● **COMPLETE THE FOLLOWING**
a) According to the protocol excerpt, which instrument was used for accurate liquid handling and dispensing in low volumes?
b) Rewrite the protocol excerpt from "Experimental Protocol" up to and including "i.DOT liquid handler.", changing "randomized" to "blocked".
c) Write what comes next in the experimental protocol text, picking up after its final sentence.

● **EXCERPT**
Experimental Protocol

As outlined in the Results section, the individual substitutions were successful! We replaced: Nucleoside triphosphates (NTP), with nucleotide monophosphate (NMP) Amino acids (AA), with yeast extract and tryptone 3-Phosphoglyceric acid (3-PGA), with maltodextrin (MD) and hexametaphosphate (HMP) Building on this, we applied the same experimental setup to assess the full factorial central composite design for a fully substituted alternative energy buffer. The design used was a face-centered, randomized design, ensuring a comprehensive exploration of the variable space.

i.DOT liquid handler.

In simple terms, we tested various ingredient levels to find the best mix, and explored all possible options thoroughly and in a random order, to ensure reliable and statistically significant results. To enable high-throughput and precise experimentation, we utilized the i.DOT liquid handler for accurate liquid handling and dispensing in low volumes.

Pre-Processing Data

The response assessed for the Central Composite Designs (CCD) was the maximum fluorescence, determined using the QurvE R package, which implemented a linear regression method. The data quality thresholds were set as follows: an R² threshold of 95%, a relative standard deviation threshold of 0.15, and a dY threshold of 0.1.

● **Image point grounding data**
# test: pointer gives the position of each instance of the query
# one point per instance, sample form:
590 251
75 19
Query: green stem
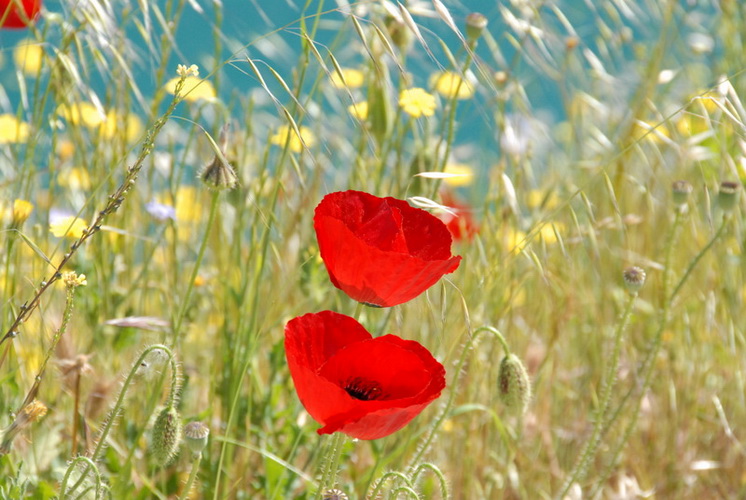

● **LIST OF ANSWERS**
a) The i.DOT liquid handler.

b)
Experimental Protocol

As outlined in the Results section, the individual substitutions were successful! We replaced: Nucleoside triphosphates (NTP), with nucleotide monophosphate (NMP) Amino acids (AA), with yeast extract and tryptone 3-Phosphoglyceric acid (3-PGA), with maltodextrin (MD) and hexametaphosphate (HMP) Building on this, we applied the same experimental setup to assess the full factorial central composite design for a fully substituted alternative energy buffer. The design used was a face-centered, blocked design, ensuring a comprehensive exploration of the variable space.

i.DOT liquid handler.

c)
Before analysis, the fluorescence data for each sample was blanked to the mean of the first three readings. To minimize batch-to-batch variation, a control containing the original energy buffer recipe without substitutions was included in the DOE runs. Each sample was tested in triplicate to ensure accuracy.

To compare performance across samples, the maximum fluorescence of the control was divided by the maximum fluorescence of each sample within the same run. This scaling was done on a scale where 1 represents the maximum fluorescence of the control within each run, inspired by the method used by Borkowski et al. [6]

1. The first Central Composite Design (CCD)

Table 1. A summary of table MMX concentrations within the reaction volume.

MMX	Final Reaction Concentration
K-glutamate (mM)	76.68
HEPES (mM)	54.76
NMP (mM)	1.64
CoA (mM)	0.28
NAD (mM)	0.36
cAMP (mM)	0.82
Folinic Acid (mM)	0.07
Spermidine (mM)	1.10
Putrescine (mM)	1.10
DTT (mM)	1.10
Ammonium glu (mM)	10.95
Oxalic Acid (mM)	4.38
PEG-8000 (%)	2.19

For the assessment of the alternative energy buffer recipe, a master mix was prepared containing the following fixed components: K-glutamate, HEPES (4-(2-hydroxyethyl)-1-piperazineethanesulfonic acid), NMP, CoA (Coenzyme A), NAD (Nicotinamide adenine dinucleotide), cAMP (Cyclic adenosine monophosphate), folinic acid, spermidine, putrescine, DTT (Dithiothreitol), ammonium glutamate, oxalic acid, and PEG-8000 (Polyethylene glycol 8000). These components were pre-mixed in specific ratios before being added to a reaction volume of 5 µL to ensure that the final concentrations in the reaction mixture met the desired specifications, as shown above in Table 1 [7,8].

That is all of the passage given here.